(Items listed in a dataset)
────────────────────────────────────────

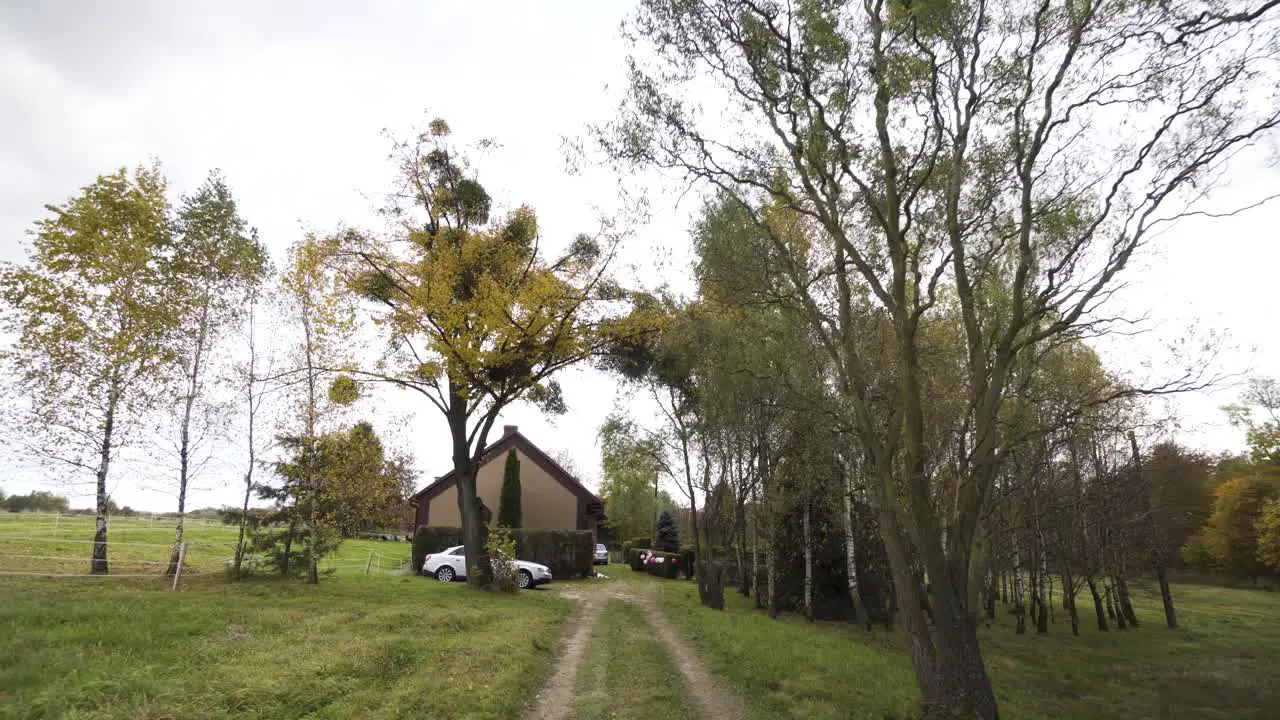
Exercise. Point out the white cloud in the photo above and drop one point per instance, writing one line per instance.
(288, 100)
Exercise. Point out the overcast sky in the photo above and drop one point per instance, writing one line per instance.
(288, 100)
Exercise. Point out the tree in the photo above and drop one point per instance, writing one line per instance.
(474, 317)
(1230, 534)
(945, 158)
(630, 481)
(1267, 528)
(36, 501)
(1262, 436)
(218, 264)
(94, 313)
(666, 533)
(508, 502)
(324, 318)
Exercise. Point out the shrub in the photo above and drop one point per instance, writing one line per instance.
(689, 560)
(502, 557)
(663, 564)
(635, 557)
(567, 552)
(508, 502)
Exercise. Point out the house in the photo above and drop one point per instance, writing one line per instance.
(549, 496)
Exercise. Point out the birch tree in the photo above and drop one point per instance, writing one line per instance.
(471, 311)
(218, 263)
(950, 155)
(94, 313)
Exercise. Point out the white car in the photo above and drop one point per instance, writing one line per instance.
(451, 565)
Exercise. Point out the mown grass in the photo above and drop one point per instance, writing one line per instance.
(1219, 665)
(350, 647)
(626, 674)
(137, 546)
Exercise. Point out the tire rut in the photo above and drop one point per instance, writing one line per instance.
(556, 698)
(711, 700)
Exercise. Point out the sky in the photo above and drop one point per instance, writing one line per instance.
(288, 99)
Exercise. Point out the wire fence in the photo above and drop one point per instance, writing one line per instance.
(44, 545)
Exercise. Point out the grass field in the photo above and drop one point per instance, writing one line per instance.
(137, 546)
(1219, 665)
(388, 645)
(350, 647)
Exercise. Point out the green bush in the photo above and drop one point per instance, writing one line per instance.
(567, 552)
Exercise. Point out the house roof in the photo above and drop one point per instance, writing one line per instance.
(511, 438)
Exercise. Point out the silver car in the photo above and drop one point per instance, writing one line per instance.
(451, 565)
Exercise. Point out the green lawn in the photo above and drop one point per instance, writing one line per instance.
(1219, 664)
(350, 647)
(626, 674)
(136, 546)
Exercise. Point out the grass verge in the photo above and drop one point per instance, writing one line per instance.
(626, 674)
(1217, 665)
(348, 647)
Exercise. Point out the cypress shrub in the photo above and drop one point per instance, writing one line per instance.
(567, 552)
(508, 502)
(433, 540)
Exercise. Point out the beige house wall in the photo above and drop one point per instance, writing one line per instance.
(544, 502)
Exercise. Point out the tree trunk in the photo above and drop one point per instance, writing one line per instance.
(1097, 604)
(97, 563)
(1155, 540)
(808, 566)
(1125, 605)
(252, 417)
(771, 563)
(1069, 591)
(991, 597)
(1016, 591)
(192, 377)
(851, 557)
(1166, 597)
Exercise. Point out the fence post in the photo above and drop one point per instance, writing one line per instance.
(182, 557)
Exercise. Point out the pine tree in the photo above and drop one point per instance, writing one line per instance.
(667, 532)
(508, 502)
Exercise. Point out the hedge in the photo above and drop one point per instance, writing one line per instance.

────────────────────────────────────────

> _Task directions_
Nothing but the pictures should be left out when the records are retyped exactly.

> _Completed task_
Exercise. Point out the white cloud in the photo above and drop one point per instance, writing one line per instance.
(288, 100)
Exercise. Point out the overcast sky in the photo above and drop one point per instance, writing one line per instance.
(288, 100)
Exercise. Point out the tree in the photo above and drop one point per instance, writing one line per instance.
(474, 317)
(1230, 534)
(945, 158)
(630, 481)
(1267, 528)
(36, 501)
(1262, 436)
(218, 264)
(94, 313)
(666, 533)
(508, 502)
(324, 318)
Exercise. Point out the shrub in the photo above and drop one point per instance, writing one line per instance.
(689, 560)
(502, 557)
(663, 564)
(635, 557)
(567, 552)
(508, 502)
Exercise. Point out the house in the photo above and drop one point per instance, writing one line per instance.
(549, 496)
Exercise. Point out the birch tree in the photo above and drop one point per instance, writing one line per instance.
(471, 311)
(218, 263)
(950, 155)
(94, 313)
Exercise. Point out the white car in the photo above and drop one point per instance, writing one line per instance.
(451, 565)
Exercise. Point out the mown grass in the photo above and drop one point per instance, writing one line per instance.
(1219, 665)
(350, 647)
(626, 674)
(137, 546)
Exercise. Point out the tire rut in the photo above and drop one point per instance, writing one line per instance.
(556, 698)
(711, 700)
Exercise. Point out the sky in the photo above and drop one point per instance, writing one line per instance.
(288, 99)
Exercise. Point out the wire fence in the photo above and drop one point per instance, writing one line per instance.
(44, 545)
Exercise. Point out the grass field in the photo above and drop one point per instance, writing one line per instance.
(137, 546)
(1219, 665)
(388, 645)
(350, 647)
Exercise. Point out the green bush in the photo above and drop one point per instance, writing one line per instance.
(567, 552)
Exercise. Point out the house roof in the photo above and drop one point per instance, writing one line per instance.
(511, 438)
Exercise. Point out the silver car in the photo above and drop one point per instance, writing one line per instance.
(451, 565)
Exercise. Point out the green lawn in the photo above and drop one point per instance, writing one line per instance.
(1219, 664)
(350, 647)
(626, 674)
(136, 546)
Exercise. Point out the grass verge in the photo above and drop one point per instance, writing one line per instance.
(626, 674)
(1217, 665)
(348, 647)
Exercise. Point out the cypress shrub in the photo above and drop one point per instance, writing one line per instance.
(567, 552)
(508, 502)
(433, 540)
Exercise. Point out the beige house wall in the photo above and drop one point per instance, writing one line per instance.
(544, 502)
Exercise. Point out the tree trunk in the photo above and drop one point per instance, writing one line per instance.
(1097, 604)
(97, 563)
(1155, 540)
(808, 566)
(1125, 605)
(252, 417)
(771, 563)
(1069, 591)
(991, 597)
(1016, 591)
(192, 377)
(851, 557)
(1166, 597)
Exercise. Point out the fence post in the photo above and drop one point per instance, writing one line per instance.
(182, 557)
Exercise. Point out the pine tree in the photo above and drop one point per instance, writing one line per instance.
(667, 532)
(508, 502)
Exercise. Point out the hedge in the photo above and drop one point per instance, writing one line per instance.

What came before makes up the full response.